Required tasks:
1 > Reproduce verbatim the stretch of the BPF iterator patch from "People could only" through "insertions(+), 22 deletions(-)".
2 > Pick up the BPF iterator patch where it stops and continue it.

Source excerpt:

%%

On 8/29/22 12:23 PM, Kui-Feng Lee wrote:
Allow creating an iterator that loops through resources of one
thread/process.
People could only create iterators to loop through all resources of
files, vma, and tasks in the system, even though they were interested
in only the resources of a specific task or process. Passing the
additional parameters, people can now create an iterator to go
through all resources or only the resources of a task.
Signed-off-by: Kui-Feng Lee <kuifeng@xxxxxx>
Acked-by: Yonghong Song <yhs@xxxxxx>
---
include/linux/bpf.h | 25 +++++
include/uapi/linux/bpf.h | 6 ++
kernel/bpf/task_iter.c | 184 +++++++++++++++++++++++++++++----
tools/include/uapi/linux/bpf.h | 6 ++
4 files changed, 199 insertions(+), 22 deletions(-)

%%

Data rows:
%%

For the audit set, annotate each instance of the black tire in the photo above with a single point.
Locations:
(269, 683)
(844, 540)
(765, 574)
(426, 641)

%%

The answers:
1 >
People could only create iterators to loop through all resources of
files, vma, and tasks in the system, even though they were interested
in only the resources of a specific task or process. Passing the
additional parameters, people can now create an iterator to go
through all resources or only the resources of a task.
Signed-off-by: Kui-Feng Lee <kuifeng@xxxxxx>
Acked-by: Yonghong Song <yhs@xxxxxx>
---
include/linux/bpf.h | 25 +++++
include/uapi/linux/bpf.h | 6 ++
kernel/bpf/task_iter.c | 184 +++++++++++++++++++++++++++++----
tools/include/uapi/linux/bpf.h | 6 ++
4 files changed, 199 insertions(+), 22 deletions(-)

2 >
diff --git a/include/linux/bpf.h b/include/linux/bpf.h
index 9c1674973e03..31ac2c1181f5 100644
--- a/include/linux/bpf.h
+++ b/include/linux/bpf.h
@@ -1730,6 +1730,27 @@ int bpf_obj_get_user(const char __user *pathname, int flags);
extern int bpf_iter_ ## target(args); \
int __init bpf_iter_ ## target(args) { return 0; }
+/*
+ * The task type of iterators.
+ *
+ * For BPF task iterators, they can be parameterized with various
+ * parameters to visit only some of tasks.
+ *
+ * BPF_TASK_ITER_ALL (default)
+ * Iterate over resources of every task.
+ *
+ * BPF_TASK_ITER_TID
+ * Iterate over resources of a task/tid.
+ *
+ * BPF_TASK_ITER_TGID
+ * Iterate over resources of every task of a process / task group.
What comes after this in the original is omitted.